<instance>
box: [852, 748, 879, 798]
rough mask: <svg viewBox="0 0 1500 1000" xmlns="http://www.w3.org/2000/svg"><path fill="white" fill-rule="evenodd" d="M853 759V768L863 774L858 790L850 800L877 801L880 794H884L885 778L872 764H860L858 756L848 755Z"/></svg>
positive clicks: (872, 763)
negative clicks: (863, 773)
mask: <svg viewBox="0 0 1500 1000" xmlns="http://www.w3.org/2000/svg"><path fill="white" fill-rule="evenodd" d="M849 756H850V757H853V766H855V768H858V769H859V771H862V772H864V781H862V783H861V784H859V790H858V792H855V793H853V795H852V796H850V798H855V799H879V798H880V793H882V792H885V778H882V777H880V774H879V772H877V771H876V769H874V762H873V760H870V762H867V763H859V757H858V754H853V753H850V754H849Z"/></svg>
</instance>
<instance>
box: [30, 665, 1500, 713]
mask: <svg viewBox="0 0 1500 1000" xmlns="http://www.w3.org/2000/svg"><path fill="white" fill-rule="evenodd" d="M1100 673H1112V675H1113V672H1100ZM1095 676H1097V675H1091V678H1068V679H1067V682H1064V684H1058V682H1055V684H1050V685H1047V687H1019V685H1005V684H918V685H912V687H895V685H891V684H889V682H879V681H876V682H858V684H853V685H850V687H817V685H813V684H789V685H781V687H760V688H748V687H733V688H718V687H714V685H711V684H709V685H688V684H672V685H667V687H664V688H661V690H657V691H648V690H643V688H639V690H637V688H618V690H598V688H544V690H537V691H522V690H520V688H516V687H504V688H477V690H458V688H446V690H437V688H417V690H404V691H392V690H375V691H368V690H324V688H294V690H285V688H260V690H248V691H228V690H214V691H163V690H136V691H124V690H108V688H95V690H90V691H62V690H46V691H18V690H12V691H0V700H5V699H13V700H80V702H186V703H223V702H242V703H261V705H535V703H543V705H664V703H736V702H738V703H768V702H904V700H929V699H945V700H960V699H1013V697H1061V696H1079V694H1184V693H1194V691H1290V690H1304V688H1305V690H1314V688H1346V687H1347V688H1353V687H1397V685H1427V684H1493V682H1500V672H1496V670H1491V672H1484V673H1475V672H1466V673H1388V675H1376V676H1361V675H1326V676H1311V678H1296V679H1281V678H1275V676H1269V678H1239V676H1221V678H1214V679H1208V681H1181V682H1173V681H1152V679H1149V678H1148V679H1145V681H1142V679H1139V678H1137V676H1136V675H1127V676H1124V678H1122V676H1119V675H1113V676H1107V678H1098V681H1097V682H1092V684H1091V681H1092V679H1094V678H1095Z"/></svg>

Exercise: Copy out all the items above, swapping "rough mask" for "initial mask" and leaving every other character as it is.

Response area:
<instance>
box: [852, 748, 879, 798]
initial mask: <svg viewBox="0 0 1500 1000" xmlns="http://www.w3.org/2000/svg"><path fill="white" fill-rule="evenodd" d="M853 759V768L863 774L858 790L850 800L877 801L880 794H884L885 778L872 764H860L858 756L848 755Z"/></svg>
positive clicks: (872, 763)
negative clicks: (863, 773)
mask: <svg viewBox="0 0 1500 1000" xmlns="http://www.w3.org/2000/svg"><path fill="white" fill-rule="evenodd" d="M849 756H850V757H853V766H855V768H858V769H859V771H862V772H864V781H862V783H861V784H859V790H858V792H855V793H853V795H852V796H850V798H855V799H879V798H880V793H882V792H885V778H882V777H880V774H879V772H877V771H876V769H874V762H873V760H870V762H867V763H859V757H858V754H853V753H850V754H849Z"/></svg>
</instance>
<instance>
box: [30, 665, 1500, 713]
mask: <svg viewBox="0 0 1500 1000" xmlns="http://www.w3.org/2000/svg"><path fill="white" fill-rule="evenodd" d="M1100 673H1112V675H1113V672H1100ZM1095 676H1097V675H1091V678H1068V679H1067V682H1064V684H1058V682H1055V684H1050V685H1047V687H1019V685H1005V684H918V685H912V687H895V685H891V684H889V682H879V681H876V682H858V684H853V685H850V687H817V685H813V684H789V685H781V687H760V688H748V687H733V688H718V687H714V685H711V684H709V685H688V684H672V685H667V687H664V688H661V690H657V691H648V690H643V688H639V690H637V688H618V690H598V688H544V690H537V691H522V690H520V688H516V687H504V688H477V690H458V688H446V690H437V688H417V690H404V691H392V690H375V691H368V690H324V688H294V690H285V688H260V690H248V691H228V690H214V691H163V690H136V691H124V690H108V688H95V690H90V691H62V690H46V691H18V690H12V691H0V700H5V699H13V700H80V702H186V703H223V702H242V703H261V705H535V703H543V705H664V703H736V702H738V703H768V702H904V700H929V699H945V700H960V699H1013V697H1061V696H1079V694H1184V693H1194V691H1290V690H1304V688H1305V690H1314V688H1346V687H1347V688H1353V687H1397V685H1427V684H1493V682H1500V672H1496V670H1491V672H1484V673H1475V672H1466V673H1388V675H1376V676H1361V675H1326V676H1311V678H1296V679H1281V678H1275V676H1269V678H1239V676H1221V678H1214V679H1208V681H1181V682H1173V681H1152V679H1149V678H1148V679H1145V681H1142V679H1139V678H1137V676H1136V675H1127V676H1124V678H1122V676H1119V675H1113V676H1107V678H1098V681H1097V682H1092V684H1091V681H1092V679H1094V678H1095Z"/></svg>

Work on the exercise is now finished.